## [Records provided]
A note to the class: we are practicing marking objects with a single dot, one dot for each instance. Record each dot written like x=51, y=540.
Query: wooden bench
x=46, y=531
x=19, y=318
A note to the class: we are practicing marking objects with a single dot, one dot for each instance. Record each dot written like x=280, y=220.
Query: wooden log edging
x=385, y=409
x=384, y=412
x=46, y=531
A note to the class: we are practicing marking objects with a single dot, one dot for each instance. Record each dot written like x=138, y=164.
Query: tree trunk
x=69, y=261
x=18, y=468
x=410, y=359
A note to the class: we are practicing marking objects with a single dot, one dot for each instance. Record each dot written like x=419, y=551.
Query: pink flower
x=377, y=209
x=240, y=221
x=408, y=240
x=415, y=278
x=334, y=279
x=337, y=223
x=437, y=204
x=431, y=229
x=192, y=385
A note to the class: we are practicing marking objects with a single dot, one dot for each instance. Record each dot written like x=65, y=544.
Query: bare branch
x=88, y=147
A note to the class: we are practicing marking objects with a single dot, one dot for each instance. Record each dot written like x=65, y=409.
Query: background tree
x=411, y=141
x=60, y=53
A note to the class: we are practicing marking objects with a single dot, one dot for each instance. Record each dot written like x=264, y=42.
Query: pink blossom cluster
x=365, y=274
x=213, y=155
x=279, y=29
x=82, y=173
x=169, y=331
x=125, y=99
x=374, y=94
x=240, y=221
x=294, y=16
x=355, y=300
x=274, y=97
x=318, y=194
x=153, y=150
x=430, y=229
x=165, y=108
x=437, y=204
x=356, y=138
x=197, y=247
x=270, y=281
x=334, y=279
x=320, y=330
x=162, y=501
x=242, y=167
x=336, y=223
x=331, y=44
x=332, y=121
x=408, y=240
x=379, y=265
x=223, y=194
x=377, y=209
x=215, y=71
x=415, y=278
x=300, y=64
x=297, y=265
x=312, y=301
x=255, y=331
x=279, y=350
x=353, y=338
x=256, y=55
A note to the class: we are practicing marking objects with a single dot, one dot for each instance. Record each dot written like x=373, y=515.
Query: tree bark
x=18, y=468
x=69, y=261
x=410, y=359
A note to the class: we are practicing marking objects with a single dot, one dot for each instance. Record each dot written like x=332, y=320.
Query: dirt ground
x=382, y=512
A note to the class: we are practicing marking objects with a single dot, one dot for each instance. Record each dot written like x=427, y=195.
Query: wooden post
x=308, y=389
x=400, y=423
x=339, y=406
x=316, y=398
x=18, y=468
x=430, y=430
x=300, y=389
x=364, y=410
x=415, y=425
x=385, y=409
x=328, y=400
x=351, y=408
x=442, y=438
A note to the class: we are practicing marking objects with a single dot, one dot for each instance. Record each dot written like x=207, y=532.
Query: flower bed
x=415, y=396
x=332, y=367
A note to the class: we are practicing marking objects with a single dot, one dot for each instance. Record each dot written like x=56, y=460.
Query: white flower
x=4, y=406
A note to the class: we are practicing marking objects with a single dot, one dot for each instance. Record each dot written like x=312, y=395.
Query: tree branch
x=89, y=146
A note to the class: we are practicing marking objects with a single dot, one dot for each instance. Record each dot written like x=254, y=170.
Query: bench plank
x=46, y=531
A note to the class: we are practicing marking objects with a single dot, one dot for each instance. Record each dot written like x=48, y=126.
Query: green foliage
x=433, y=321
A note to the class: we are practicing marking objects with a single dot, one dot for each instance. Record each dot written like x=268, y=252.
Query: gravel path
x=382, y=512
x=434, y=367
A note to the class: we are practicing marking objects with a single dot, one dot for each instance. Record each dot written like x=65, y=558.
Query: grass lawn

## [Short task]
Copy the listing above word for word, from the line containing "like x=65, y=558." through the end of the listing, including both of those lines.

## [Solution for this problem]
A note to the class: we are practicing marking objects with a single dot, one dot for each instance. Record each dot written like x=65, y=558.
Query: grass lawn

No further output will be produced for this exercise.